(EXCERPT TO READ)
Do any doubts arise? Just one. There may be a problem about timing. Major steps in evolution have been occurring at steadily decreasing intervals, and the next one may be due shortly. It must be the one the writer is waiting for. He adds: ‘On such a shortened curve, conceivably Omega man could succeed man in shorter than 10,000 years.’ Ordinary evolution, however, is too slow to allow of this startling development. So what is to be done? The reply comes briskly.

How then can Omega man arise in so short a time?


The answer is unavoidable.


Man will make him.


This is apparently a reference to genetic engineering, something specially important to those whose faith leans heavily on the dramatic idea of infallible, escalator-type evolution. They demand from that idea, not just an inspiring account of the past, but also hope for continued progress in the future. But the human race cannot be confidently expected to evolve further in a literal, biological sense. Human social arrangements, even in simple cultures, block normal natural selection. And the more elaborate they get, the more they do so. Nineteenth-century Social Darwinists attacked this problem with an axe, calling for deliberate eugenic selection and harsh commercial competition, so that the race could go back to being properly weeded and could continue to progress. As we now know, however, these schemes were not just odious but futile. The scale was wrong. Commercial competition has no tendency to affect reproduction. And as for ‘positive eugenics’, it is not possible to identify desirable genes nor to force people to breed for them. Even if it were, their spread would still be absurdly slow.

The natural conclusion is that such schemes must be dropped, that the human race must take itself as it is, with its well-known vast powers of cultural adaptation, and make the best of its existing capacities. But this thought is unbearable to those who faith in life is pinned to the steady, continuing, upward escalator of biological evolution. ‘If evolution is to proceed through the line of man to a next higher form’, as Day puts it, there simply has to be another way. That wish, rather than the amazingly thin argument he produces about recurrent evolutionary steps, is evidently the ground of his confidence.
Midgley was quoting from William Day,
Genesis on Planet Earth: The Search for Life’s Beginning (East Lansing MI: House of Talos, 1979), pages 390-92. The name of the publisher made me wary, so I did some digging and found that Genesis on Planet Earth was reissued in a second edition in 1984 by Yale University Press. Day himself went on to publish some suspiciously New Age-sounding titles, as recently as 2000. Midgley says that the second edition didn't include the material she quoted above, but had a new chapter of "much vaguer but every bit as fervent, intense and evangelical [material], about the new levels to which mankind is just about to ascend" (63).

I've noticed that a lot of people who vigorously support Darwin against Creation in the United States share this fantasy of evolution as an upward "escalator", to use Midgley's word. Despite the efforts of Steven Jay Gould, Carl Sagan, and others to explain to the educated public that Darwin's theory does not entail a linear progression from simple to complex, from lesser to greater intelligence, the fantasy is deeply rooted in many people's consciousness; it's a lot harder to dislodge, apparently, than belief in the creation myths of Genesis.
(End EXCERPT TO READ)
(INFORMATION PROVIDED)
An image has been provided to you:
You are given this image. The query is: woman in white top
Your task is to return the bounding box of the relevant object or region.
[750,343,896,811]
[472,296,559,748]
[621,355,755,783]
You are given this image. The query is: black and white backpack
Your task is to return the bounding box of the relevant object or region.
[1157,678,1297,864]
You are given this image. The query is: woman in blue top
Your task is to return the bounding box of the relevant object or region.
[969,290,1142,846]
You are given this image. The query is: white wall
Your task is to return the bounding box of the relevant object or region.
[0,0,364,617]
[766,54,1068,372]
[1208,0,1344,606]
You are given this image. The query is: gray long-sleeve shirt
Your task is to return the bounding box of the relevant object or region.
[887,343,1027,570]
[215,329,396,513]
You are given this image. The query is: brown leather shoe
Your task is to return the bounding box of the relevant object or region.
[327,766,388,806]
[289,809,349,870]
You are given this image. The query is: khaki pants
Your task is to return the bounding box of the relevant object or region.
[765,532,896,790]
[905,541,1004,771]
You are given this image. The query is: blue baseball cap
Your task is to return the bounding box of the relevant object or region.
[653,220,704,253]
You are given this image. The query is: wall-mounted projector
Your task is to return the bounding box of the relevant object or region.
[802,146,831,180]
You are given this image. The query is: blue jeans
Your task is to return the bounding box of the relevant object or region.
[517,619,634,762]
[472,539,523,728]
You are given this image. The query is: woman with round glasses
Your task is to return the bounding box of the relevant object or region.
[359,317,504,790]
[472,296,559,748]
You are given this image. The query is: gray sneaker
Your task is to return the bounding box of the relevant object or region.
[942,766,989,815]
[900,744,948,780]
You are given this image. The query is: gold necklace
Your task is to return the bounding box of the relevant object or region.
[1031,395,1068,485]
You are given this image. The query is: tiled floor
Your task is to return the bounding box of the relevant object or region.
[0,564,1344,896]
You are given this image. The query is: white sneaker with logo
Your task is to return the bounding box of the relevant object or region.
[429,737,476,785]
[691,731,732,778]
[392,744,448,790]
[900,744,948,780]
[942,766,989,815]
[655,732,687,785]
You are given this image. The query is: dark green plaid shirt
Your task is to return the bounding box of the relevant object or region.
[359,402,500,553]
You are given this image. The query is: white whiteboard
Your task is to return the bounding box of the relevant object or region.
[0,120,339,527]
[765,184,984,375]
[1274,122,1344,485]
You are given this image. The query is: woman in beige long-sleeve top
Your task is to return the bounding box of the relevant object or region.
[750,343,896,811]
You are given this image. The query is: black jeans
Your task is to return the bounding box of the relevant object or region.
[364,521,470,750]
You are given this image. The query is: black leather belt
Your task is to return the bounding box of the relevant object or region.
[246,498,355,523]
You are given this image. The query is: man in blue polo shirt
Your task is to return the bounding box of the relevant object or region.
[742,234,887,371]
(End INFORMATION PROVIDED)
--- YOUR TASK ---
Answer these questions from the passage on evolution and Omega man:
(a) In fewer than how many years does the quoted writer say Omega man could conceivably succeed man?
(b) What two things did Nineteenth-century Social Darwinists call for?
(c) Which publisher reissued Genesis on Planet Earth in a second edition in 1984?

--- SOLUTION TO THIS EXERCISE ---
(a) 10,000 years.
(b) Deliberate eugenic selection and harsh commercial competition.
(c) Yale University Press.